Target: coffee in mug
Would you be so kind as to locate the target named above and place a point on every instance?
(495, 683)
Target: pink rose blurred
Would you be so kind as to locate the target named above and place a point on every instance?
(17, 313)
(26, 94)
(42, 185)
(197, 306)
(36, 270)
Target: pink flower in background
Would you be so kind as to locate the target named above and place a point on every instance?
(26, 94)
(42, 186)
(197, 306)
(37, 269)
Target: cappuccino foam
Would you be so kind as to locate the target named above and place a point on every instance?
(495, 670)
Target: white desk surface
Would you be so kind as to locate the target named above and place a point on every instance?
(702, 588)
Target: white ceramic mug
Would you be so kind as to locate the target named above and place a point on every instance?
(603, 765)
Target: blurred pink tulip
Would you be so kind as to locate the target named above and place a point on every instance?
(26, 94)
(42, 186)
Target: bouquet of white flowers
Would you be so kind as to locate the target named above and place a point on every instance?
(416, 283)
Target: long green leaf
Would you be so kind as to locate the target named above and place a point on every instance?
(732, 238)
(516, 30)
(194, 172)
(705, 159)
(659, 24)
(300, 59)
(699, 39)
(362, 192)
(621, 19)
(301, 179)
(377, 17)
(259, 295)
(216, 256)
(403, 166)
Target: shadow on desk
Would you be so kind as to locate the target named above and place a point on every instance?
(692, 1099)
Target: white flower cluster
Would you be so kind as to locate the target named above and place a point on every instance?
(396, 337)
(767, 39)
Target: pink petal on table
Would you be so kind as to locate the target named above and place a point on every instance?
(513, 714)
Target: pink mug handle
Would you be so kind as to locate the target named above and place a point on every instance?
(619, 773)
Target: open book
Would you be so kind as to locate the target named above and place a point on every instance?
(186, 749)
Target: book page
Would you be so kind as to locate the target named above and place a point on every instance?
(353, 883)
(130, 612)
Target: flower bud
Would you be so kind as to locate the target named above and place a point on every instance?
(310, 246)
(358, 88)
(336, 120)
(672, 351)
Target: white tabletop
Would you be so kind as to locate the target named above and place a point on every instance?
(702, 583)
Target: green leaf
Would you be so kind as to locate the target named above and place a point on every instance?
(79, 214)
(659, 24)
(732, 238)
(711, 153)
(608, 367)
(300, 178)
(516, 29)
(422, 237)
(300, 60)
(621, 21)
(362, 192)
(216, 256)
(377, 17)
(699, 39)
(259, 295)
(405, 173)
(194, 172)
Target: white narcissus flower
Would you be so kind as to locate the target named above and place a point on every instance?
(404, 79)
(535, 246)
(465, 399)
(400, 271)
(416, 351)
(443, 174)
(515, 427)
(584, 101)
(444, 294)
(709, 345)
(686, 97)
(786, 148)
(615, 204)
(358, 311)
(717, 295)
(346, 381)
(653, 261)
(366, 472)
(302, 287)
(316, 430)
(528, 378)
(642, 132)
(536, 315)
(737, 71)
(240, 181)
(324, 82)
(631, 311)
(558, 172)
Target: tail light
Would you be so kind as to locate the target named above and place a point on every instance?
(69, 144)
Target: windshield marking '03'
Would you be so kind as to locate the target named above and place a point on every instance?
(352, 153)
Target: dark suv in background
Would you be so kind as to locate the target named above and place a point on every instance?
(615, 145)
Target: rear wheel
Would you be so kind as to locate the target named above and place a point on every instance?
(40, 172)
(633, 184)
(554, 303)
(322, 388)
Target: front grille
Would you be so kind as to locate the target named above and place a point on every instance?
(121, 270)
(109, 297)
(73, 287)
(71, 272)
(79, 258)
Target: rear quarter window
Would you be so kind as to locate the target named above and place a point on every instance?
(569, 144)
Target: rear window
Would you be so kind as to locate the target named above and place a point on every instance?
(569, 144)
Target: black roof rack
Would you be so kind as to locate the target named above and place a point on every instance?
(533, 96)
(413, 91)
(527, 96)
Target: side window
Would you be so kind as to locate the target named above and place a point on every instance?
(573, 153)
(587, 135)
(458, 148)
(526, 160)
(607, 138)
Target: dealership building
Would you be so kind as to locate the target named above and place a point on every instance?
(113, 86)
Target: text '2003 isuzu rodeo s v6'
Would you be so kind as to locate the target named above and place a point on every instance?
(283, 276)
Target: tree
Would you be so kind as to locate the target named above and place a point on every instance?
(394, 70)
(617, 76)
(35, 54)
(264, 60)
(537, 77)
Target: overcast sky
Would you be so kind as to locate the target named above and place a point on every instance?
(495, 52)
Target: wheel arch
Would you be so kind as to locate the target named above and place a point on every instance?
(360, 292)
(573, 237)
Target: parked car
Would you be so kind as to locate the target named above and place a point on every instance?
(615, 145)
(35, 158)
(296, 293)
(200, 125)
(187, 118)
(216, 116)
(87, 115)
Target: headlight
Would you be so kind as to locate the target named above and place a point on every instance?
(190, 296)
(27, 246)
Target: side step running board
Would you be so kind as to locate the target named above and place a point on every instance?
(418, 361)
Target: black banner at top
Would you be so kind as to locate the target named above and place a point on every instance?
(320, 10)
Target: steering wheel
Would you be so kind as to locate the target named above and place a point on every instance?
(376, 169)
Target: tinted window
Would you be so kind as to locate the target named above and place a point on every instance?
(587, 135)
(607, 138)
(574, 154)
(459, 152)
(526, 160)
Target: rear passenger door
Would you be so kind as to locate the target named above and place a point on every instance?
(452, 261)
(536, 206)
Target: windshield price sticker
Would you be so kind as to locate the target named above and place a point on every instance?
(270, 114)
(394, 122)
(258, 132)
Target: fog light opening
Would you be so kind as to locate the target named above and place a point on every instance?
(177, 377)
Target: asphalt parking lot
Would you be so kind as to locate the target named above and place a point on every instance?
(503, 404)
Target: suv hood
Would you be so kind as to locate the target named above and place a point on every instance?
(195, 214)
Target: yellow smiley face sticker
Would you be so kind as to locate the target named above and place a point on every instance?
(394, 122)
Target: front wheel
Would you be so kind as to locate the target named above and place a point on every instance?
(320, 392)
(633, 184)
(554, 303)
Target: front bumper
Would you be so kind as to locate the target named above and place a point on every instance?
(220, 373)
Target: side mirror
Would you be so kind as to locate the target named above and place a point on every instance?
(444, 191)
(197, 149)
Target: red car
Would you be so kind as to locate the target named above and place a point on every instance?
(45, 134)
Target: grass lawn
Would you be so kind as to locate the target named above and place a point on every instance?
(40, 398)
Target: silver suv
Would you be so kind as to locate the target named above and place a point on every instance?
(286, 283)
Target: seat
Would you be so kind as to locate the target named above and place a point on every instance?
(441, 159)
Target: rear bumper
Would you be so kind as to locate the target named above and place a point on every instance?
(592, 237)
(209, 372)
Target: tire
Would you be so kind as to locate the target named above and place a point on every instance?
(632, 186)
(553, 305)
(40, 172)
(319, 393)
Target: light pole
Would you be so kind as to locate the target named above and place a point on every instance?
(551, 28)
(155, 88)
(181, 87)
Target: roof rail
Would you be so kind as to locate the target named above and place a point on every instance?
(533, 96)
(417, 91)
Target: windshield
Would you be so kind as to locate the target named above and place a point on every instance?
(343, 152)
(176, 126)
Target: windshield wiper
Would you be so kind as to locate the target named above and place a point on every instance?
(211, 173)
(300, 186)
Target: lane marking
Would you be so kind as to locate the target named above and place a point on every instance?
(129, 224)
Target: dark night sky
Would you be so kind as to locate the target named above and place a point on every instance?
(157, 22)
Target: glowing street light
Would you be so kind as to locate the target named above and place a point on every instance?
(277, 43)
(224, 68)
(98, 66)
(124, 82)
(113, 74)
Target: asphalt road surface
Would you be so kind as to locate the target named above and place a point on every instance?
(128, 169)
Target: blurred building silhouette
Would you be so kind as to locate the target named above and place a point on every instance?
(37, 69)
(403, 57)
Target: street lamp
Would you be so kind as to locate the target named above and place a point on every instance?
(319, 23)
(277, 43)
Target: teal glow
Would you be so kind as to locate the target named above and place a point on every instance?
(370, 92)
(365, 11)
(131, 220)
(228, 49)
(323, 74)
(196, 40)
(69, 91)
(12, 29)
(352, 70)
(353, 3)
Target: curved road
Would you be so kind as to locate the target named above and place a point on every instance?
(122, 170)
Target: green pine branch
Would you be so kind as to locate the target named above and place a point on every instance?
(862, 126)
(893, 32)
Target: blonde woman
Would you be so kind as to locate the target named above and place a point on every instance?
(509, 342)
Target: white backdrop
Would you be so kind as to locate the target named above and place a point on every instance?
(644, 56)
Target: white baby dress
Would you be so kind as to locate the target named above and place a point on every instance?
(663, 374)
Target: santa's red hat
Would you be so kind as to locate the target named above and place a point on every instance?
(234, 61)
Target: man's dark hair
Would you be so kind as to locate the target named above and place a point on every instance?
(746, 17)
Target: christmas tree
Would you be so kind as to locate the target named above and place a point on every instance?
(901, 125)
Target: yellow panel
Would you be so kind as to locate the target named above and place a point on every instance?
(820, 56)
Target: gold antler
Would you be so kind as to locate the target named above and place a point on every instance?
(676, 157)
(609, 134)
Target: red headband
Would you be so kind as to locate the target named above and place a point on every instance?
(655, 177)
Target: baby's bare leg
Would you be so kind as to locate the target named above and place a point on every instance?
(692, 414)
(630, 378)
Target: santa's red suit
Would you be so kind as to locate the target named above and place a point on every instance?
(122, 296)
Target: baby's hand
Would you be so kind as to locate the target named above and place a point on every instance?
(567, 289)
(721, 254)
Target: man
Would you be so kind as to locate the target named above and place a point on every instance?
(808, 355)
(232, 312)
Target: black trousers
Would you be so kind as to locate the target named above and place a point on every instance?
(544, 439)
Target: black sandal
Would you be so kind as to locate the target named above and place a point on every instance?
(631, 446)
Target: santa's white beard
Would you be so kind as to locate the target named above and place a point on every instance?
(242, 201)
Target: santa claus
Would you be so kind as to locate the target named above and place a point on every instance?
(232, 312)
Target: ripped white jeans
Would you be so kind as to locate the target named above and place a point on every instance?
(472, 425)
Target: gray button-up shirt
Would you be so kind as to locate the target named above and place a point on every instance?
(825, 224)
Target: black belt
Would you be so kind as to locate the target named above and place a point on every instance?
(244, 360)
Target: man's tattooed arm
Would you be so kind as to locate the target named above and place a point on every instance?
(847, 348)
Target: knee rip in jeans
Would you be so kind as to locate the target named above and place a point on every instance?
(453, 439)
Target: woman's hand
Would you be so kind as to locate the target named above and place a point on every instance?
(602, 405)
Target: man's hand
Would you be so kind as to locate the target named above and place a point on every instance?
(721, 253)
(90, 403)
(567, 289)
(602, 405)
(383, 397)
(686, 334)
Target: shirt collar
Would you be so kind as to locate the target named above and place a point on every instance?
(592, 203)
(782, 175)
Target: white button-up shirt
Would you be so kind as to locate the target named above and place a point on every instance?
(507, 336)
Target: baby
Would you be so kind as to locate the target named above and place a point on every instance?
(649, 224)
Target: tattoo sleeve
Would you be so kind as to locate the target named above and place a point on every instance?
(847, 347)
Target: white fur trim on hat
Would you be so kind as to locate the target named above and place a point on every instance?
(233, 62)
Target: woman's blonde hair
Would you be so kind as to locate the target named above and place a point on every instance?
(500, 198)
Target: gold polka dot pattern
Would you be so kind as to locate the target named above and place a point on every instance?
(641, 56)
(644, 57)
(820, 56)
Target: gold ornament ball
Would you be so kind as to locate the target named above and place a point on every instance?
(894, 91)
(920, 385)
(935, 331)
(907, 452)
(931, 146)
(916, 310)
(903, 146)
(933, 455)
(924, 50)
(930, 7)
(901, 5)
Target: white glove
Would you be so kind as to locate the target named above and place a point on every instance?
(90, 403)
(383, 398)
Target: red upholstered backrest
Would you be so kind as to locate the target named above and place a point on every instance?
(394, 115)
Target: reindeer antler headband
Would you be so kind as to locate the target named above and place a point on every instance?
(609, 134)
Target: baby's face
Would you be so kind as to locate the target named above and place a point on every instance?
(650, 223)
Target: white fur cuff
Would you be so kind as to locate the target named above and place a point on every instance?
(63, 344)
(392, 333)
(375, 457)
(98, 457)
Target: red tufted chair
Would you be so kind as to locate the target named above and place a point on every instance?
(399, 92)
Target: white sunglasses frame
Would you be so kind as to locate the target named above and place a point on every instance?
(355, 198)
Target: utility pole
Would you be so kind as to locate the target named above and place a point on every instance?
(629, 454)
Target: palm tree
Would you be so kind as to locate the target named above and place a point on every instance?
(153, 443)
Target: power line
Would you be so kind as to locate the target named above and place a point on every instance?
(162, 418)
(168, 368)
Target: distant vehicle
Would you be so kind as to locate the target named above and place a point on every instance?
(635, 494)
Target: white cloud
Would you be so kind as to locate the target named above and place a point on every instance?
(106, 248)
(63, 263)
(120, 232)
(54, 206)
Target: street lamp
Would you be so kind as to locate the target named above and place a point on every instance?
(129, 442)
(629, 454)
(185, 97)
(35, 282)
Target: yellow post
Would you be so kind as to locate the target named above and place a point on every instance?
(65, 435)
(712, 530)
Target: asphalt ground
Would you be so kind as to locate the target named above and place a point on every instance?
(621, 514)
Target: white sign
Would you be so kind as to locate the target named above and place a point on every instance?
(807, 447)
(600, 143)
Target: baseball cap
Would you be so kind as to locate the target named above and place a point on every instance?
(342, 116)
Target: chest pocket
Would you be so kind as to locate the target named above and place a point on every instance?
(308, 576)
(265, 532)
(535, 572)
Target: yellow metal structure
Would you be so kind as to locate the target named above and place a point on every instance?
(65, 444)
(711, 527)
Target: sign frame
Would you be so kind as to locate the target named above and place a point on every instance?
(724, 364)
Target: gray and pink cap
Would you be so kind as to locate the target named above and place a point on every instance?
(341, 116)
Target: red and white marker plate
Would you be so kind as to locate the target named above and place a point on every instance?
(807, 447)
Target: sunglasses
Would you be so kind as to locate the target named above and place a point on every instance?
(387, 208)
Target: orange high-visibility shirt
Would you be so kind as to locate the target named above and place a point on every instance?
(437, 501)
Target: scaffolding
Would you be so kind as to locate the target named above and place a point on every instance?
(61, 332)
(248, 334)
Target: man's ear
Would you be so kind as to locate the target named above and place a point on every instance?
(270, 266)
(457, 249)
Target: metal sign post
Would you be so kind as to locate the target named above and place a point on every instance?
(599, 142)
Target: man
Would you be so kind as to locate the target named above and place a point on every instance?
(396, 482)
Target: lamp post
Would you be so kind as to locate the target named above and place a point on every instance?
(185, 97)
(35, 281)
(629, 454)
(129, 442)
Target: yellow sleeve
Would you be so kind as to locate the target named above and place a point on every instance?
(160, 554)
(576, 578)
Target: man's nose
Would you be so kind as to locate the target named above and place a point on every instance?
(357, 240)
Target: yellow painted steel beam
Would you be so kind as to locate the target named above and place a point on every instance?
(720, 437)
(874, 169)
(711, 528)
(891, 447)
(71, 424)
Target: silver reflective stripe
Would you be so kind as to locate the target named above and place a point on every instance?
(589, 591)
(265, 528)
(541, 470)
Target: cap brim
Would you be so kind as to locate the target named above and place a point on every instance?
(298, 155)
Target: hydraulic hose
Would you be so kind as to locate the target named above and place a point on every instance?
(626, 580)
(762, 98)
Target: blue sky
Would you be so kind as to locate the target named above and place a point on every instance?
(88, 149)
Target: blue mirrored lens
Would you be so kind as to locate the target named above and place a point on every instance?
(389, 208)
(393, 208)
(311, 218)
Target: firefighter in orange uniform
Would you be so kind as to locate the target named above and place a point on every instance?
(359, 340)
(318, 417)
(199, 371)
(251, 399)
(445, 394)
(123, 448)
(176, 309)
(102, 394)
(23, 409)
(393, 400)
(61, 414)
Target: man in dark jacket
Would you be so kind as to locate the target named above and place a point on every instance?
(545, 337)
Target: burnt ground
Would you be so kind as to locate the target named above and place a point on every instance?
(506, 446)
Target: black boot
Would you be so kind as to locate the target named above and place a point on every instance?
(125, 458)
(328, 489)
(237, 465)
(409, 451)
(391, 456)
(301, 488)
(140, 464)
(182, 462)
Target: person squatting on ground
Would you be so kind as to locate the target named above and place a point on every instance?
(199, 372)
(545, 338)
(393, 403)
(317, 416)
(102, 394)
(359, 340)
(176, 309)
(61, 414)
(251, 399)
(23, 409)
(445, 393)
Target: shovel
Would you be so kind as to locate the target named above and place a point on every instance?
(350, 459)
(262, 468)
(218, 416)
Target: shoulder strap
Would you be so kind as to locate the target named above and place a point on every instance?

════

EXERCISE REQUIREMENTS
Render every line of the material as a Markdown table with the columns "Row" and "Line," starting at the line that contains "Target: shovel" and continuing through the end of the material, both included and blank lines omitted.

FINAL RESULT
| Row | Line |
|---|---|
| 1 | Target: shovel |
| 2 | Would you be so kind as to locate the target named above and place a point on every instance? |
| 3 | (350, 459) |
| 4 | (262, 468) |
| 5 | (218, 416) |
| 6 | Target: shoulder strap |
| 7 | Would you be so kind as to locate the target named above and place a point on every instance? |